» **RECORDS FOR PROCESSING**:
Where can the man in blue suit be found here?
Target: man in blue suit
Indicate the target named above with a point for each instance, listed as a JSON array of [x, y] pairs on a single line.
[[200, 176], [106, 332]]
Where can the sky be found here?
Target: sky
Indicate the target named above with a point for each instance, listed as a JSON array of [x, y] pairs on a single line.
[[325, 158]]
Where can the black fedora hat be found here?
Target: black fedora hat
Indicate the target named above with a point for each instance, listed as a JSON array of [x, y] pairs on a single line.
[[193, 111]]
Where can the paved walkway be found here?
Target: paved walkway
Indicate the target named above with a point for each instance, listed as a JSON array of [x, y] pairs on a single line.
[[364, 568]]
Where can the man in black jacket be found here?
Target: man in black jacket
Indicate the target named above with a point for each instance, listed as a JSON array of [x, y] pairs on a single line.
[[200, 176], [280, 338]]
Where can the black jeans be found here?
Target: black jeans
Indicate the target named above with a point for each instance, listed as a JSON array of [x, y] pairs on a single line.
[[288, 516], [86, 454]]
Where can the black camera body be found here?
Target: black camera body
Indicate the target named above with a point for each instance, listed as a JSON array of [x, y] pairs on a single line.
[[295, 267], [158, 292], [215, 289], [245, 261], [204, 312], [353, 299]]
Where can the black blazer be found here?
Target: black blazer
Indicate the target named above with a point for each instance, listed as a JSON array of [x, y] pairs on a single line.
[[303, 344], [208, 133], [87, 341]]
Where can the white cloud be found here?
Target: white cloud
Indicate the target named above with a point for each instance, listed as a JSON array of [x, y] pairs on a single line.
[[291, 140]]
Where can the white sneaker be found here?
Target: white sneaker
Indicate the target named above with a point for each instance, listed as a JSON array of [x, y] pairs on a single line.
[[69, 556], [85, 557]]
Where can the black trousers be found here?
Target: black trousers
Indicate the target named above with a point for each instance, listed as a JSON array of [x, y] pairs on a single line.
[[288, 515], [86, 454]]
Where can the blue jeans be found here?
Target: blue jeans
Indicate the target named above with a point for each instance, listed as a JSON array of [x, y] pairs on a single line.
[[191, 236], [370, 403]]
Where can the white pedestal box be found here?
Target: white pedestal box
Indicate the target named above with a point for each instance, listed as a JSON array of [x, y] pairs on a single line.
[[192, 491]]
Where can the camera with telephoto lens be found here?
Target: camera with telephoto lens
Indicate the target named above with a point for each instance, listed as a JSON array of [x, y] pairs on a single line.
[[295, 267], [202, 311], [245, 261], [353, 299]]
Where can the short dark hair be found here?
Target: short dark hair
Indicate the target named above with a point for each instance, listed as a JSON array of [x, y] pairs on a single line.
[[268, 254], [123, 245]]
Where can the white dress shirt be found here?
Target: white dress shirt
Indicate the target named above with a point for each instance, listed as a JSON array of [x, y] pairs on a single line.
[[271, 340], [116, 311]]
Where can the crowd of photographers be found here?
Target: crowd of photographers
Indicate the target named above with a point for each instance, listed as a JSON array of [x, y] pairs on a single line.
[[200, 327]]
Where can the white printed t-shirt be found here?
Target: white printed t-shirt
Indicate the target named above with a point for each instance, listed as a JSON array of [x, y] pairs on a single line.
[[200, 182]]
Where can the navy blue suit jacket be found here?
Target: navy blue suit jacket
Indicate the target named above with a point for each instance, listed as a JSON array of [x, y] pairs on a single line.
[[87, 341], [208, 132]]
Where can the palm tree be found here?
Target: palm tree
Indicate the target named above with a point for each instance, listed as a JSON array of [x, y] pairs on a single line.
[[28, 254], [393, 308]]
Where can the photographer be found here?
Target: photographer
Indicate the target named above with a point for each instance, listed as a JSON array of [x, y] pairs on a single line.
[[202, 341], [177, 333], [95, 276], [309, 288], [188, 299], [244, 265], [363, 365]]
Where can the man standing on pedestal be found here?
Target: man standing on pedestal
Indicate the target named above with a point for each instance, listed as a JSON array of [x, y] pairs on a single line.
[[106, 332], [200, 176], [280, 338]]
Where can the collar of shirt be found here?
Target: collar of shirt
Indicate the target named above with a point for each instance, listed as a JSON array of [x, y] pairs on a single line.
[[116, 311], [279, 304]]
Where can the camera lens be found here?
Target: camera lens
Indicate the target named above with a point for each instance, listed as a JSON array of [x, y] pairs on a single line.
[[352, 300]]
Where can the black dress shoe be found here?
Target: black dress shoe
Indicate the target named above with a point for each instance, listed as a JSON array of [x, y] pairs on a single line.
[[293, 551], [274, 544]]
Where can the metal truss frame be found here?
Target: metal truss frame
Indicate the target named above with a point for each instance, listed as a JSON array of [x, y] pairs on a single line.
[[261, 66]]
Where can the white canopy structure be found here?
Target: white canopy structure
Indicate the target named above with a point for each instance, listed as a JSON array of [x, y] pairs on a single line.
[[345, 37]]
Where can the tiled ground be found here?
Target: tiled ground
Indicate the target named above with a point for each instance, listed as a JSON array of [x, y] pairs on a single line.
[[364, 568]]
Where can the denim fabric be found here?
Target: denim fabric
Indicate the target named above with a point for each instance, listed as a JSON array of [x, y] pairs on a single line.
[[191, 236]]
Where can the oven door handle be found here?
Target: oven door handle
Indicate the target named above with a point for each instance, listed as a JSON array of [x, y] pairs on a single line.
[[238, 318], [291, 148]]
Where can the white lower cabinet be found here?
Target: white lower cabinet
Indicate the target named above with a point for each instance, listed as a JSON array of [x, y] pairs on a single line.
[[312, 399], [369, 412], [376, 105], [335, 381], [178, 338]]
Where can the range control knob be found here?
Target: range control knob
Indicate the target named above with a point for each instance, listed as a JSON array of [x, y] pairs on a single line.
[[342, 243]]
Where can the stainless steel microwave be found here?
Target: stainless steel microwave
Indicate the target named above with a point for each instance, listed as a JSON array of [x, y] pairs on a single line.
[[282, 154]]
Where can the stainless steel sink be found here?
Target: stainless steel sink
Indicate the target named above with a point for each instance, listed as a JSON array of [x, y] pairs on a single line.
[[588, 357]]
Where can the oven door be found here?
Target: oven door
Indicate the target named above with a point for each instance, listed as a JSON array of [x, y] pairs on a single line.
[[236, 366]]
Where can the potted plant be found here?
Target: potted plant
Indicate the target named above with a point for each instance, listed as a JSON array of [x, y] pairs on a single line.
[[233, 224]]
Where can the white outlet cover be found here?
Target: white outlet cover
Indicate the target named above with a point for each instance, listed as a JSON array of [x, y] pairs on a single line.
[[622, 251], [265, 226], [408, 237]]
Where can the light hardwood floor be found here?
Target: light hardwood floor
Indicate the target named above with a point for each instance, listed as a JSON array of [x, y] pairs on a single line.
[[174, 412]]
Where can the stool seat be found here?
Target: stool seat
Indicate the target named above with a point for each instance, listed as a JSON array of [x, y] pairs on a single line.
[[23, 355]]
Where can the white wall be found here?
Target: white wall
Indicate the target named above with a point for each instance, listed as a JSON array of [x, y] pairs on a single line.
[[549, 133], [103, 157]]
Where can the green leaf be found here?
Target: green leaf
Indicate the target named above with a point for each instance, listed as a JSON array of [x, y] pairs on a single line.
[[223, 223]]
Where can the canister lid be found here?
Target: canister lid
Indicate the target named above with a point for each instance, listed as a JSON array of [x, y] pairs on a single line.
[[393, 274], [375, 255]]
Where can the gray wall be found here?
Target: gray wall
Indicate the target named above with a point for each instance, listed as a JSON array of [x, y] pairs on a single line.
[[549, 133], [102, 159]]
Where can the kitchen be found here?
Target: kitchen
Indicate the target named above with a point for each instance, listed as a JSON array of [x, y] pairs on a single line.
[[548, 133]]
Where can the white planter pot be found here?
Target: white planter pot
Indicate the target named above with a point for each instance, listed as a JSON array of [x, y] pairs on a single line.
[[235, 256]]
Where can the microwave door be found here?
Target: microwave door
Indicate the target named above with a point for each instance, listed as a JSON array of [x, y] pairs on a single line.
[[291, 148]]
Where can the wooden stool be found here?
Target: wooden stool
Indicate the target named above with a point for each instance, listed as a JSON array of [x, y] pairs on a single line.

» **PROBLEM TO WORK ON**: Find each line in the material above that carries the string "hardwood", and copy it.

» **EXERCISE RESPONSE**:
Where can the light hardwood floor be found here?
Target: light hardwood floor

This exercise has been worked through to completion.